__Document segment__:
----------

Create model scenarios¶
The initial conditions of the simulation are dictated by demographics (for example, population, age distribution, etc.). The laser-measles package provides a number of tools to help you generate demographics for your simulation. These can be used for the abm, compartmental, and biweekly models.
In this tutorial, we'll download and process a shapefile of Ethiopia at administrative level 1 boundaries to estimate initial populations per patch. We will also show how we can sub-divide each boundary shape into roughly equal-area patches.
Setup and plot the shapefile¶
laser-measles provides some functionality for downloading and plotting GADM shapefiles. Below we will download the data, print it as a dataframe, and then plot it. Note that we have constructed a DOTNAME attribute as the format COUNTRY:REGION. The data is located in the local directory.

----------

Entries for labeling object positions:
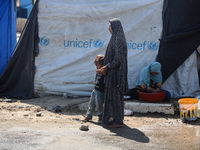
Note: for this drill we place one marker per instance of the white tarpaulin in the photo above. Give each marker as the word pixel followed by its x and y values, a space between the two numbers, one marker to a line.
pixel 73 33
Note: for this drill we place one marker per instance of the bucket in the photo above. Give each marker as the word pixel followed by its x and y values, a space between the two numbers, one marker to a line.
pixel 188 108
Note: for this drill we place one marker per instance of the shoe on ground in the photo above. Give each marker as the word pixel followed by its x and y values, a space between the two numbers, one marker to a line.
pixel 87 119
pixel 116 126
pixel 99 121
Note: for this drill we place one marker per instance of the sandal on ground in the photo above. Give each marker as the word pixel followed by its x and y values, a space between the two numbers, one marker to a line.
pixel 116 126
pixel 87 119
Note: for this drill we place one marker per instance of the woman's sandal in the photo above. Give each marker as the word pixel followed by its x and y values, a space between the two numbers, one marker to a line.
pixel 116 126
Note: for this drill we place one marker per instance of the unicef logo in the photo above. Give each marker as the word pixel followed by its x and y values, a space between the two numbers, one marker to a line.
pixel 152 46
pixel 44 41
pixel 98 43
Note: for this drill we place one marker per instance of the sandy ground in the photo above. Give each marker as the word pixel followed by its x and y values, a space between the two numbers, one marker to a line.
pixel 33 125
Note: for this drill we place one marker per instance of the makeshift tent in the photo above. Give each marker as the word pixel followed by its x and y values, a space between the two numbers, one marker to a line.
pixel 17 79
pixel 7 31
pixel 180 38
pixel 25 8
pixel 72 33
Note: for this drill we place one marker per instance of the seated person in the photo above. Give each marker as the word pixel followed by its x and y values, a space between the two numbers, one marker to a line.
pixel 150 80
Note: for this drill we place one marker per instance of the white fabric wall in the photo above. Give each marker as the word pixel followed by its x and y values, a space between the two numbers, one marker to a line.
pixel 61 69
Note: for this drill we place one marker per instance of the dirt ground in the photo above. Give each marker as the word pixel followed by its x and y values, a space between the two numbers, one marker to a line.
pixel 34 125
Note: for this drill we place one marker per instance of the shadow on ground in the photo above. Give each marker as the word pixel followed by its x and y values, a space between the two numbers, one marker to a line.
pixel 129 133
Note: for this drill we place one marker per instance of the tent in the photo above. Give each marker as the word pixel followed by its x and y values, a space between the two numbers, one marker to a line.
pixel 67 35
pixel 7 31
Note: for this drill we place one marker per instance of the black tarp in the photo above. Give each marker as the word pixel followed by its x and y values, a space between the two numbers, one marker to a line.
pixel 17 79
pixel 180 35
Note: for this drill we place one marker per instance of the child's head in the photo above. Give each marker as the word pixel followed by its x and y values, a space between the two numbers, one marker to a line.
pixel 99 61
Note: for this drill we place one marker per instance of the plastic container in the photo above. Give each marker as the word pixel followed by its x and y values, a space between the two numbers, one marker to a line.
pixel 188 109
pixel 198 105
pixel 151 97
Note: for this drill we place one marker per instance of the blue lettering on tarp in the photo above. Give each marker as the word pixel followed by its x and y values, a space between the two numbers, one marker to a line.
pixel 152 46
pixel 84 44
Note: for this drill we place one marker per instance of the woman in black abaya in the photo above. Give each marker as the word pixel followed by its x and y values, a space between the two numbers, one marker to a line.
pixel 115 70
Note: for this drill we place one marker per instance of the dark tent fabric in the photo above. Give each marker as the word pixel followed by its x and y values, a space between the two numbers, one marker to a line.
pixel 17 79
pixel 7 31
pixel 180 35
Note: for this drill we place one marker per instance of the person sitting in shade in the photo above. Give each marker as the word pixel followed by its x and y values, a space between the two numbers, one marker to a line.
pixel 150 78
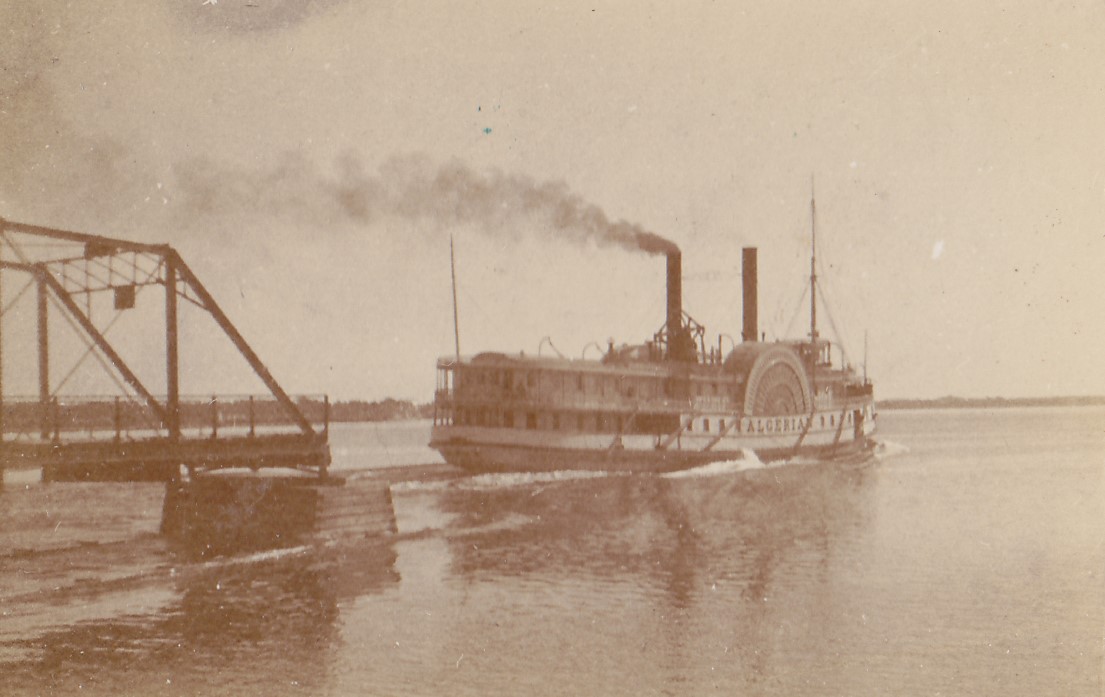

----------

__Request 1__: Rewrite the portion of the model scenarios tutorial that begins with "In this tutorial, we'll" and ends after "the local directory.", substituting "Kenya" for "Ethiopia".
__Request 2__: Please translate this sentence from the model scenarios tutorial into Spanish: "The data is located in the local directory."

__Task response 1__:
In this tutorial, we'll download and process a shapefile of Kenya at administrative level 1 boundaries to estimate initial populations per patch. We will also show how we can sub-divide each boundary shape into roughly equal-area patches.
Setup and plot the shapefile¶
laser-measles provides some functionality for downloading and plotting GADM shapefiles. Below we will download the data, print it as a dataframe, and then plot it. Note that we have constructed a DOTNAME attribute as the format COUNTRY:REGION. The data is located in the local directory.

__Task response 2__: Los datos se encuentran en el directorio local.